(The problem):
Please restate the listing that follows without changing anything.

-- Provided information follows --

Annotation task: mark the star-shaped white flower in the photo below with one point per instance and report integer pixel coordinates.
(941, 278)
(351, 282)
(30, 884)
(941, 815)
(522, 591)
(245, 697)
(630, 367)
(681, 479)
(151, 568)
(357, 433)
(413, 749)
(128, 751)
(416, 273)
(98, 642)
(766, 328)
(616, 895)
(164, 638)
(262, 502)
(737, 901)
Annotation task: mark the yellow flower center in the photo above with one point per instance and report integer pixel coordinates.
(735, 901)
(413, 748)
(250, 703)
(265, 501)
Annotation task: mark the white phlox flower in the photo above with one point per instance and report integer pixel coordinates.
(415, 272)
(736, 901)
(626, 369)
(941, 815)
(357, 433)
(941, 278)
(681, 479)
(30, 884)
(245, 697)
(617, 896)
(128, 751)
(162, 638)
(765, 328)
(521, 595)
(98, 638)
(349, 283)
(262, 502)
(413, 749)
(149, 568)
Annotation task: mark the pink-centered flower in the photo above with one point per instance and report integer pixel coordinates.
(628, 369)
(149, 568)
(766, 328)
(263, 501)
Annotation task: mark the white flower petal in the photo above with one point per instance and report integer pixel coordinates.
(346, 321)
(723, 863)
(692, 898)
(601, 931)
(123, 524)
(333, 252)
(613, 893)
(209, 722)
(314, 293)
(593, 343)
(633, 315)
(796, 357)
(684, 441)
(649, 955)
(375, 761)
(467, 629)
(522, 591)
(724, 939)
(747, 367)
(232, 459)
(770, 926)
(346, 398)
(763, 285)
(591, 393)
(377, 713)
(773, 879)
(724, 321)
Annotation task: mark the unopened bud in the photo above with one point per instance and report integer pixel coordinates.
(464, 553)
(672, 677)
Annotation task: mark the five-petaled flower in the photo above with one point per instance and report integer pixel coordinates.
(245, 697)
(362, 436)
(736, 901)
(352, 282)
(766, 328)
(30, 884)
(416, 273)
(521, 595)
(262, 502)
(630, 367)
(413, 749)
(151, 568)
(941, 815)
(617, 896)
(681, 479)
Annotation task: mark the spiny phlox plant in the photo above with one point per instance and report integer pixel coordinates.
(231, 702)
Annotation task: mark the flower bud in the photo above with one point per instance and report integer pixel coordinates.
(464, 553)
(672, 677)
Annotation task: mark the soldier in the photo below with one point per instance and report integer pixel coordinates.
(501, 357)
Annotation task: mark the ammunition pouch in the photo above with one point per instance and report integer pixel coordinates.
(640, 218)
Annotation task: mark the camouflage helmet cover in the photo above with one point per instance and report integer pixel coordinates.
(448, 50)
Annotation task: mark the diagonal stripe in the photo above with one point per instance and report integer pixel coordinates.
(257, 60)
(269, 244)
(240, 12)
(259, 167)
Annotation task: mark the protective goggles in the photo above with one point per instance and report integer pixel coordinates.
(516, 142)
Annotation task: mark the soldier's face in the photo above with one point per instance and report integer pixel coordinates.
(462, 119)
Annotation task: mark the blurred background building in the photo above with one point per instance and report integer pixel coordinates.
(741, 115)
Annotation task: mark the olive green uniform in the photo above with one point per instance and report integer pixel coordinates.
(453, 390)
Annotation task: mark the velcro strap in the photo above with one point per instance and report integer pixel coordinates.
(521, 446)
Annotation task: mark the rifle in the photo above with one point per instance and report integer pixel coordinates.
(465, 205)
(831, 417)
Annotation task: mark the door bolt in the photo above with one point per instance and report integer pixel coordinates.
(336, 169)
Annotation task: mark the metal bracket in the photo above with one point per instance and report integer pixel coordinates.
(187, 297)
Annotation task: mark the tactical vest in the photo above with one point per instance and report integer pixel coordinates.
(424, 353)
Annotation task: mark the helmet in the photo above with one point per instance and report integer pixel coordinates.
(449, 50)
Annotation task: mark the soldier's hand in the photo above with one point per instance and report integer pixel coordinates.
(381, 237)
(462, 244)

-- Provided information concluded --

(Expected answer):
Annotation task: mark the star-shaped white flower in the photo below with one point per instance and report integer pixel coordinates.
(941, 278)
(351, 282)
(30, 884)
(941, 815)
(522, 591)
(245, 697)
(630, 367)
(681, 479)
(151, 568)
(357, 433)
(413, 749)
(128, 751)
(416, 273)
(98, 642)
(766, 328)
(616, 895)
(164, 638)
(262, 502)
(737, 901)
Annotation task: mark the yellow flower center in the photo above with one point per instance and report integer pixel coordinates.
(735, 901)
(413, 748)
(250, 703)
(265, 501)
Annotation task: mark the white phlox flower in the photo above with one point per instance and report integer pixel coordinates.
(415, 272)
(736, 901)
(626, 369)
(941, 815)
(357, 433)
(941, 278)
(681, 479)
(30, 884)
(245, 697)
(617, 896)
(128, 751)
(162, 638)
(765, 328)
(521, 595)
(98, 638)
(349, 283)
(262, 502)
(413, 749)
(149, 568)
Annotation task: mark the pink-centered flower in the photo above with one point per instance and report integer pixel coordinates.
(628, 369)
(149, 568)
(766, 328)
(263, 501)
Annotation task: mark the white flower petal in the photo above with one point per instance and report integer pixel coordinates.
(346, 321)
(723, 863)
(692, 898)
(601, 931)
(123, 524)
(333, 252)
(613, 893)
(209, 722)
(314, 293)
(593, 343)
(633, 315)
(796, 357)
(684, 441)
(649, 955)
(375, 761)
(467, 629)
(522, 591)
(724, 939)
(747, 367)
(232, 459)
(770, 926)
(346, 398)
(763, 285)
(591, 393)
(377, 713)
(773, 879)
(724, 321)
Annotation task: mark the unopened bud in the photo above with one point per instance and report integer pixel coordinates.
(464, 553)
(672, 677)
Annotation task: mark the five-petaled flower in the photo above with one point per instance and report integer pixel coordinates.
(245, 697)
(362, 436)
(736, 901)
(352, 282)
(766, 328)
(30, 884)
(416, 273)
(521, 595)
(262, 502)
(630, 367)
(413, 749)
(151, 568)
(941, 815)
(617, 896)
(681, 479)
Annotation task: mark the spiny phlox plant in the photo above with one point per instance and report integer pixel coordinates.
(231, 702)
Annotation task: mark the flower bud in the photo above with one point per instance and report integer pixel coordinates.
(464, 553)
(672, 677)
Annotation task: mark the soldier in the photo below with one point per instance and report integer pixel coordinates.
(501, 357)
Annotation task: mark the ammunition pouch in the photo above with one point per instance and report integer pixel coordinates.
(640, 218)
Annotation task: mark the camouflage helmet cover in the photo above with one point per instance and report integer pixel coordinates.
(448, 50)
Annotation task: mark the diagonal stripe in the photo above with one point per instance and report integer pixel coordinates.
(257, 60)
(269, 244)
(240, 12)
(259, 167)
Annotation task: mark the protective goggles in the photo above with one point per instance and report integer pixel coordinates.
(516, 142)
Annotation task: mark the soldier's face in the photo above with one point per instance and report integer pixel coordinates.
(462, 119)
Annotation task: mark the blurred background building in the photo above with one point per instance and report integer pixel coordinates.
(741, 115)
Annotation task: mark the olive green uniform in the photo above with one point per instance and report integer pixel coordinates.
(453, 390)
Annotation task: mark the velcro strap in the photo above with one point per instance and report integer pixel coordinates.
(521, 446)
Annotation task: mark the rifle in the photo above with one point per instance and report integer pixel coordinates.
(465, 205)
(831, 417)
Annotation task: mark the door bolt in the photo above with one point per instance and report integer pixel coordinates.
(336, 169)
Annotation task: mark the metal bracket in the photo above with one point per instance and report integer pixel coordinates.
(187, 297)
Annotation task: mark the tactical vest in the photo above with one point per instance and report integer pixel coordinates.
(424, 353)
Annotation task: mark the helmet in the photo above with one point per instance and report integer pixel coordinates.
(449, 50)
Annotation task: mark the soldier's hand in the photo above with one point per instance and report integer pixel coordinates.
(381, 237)
(462, 244)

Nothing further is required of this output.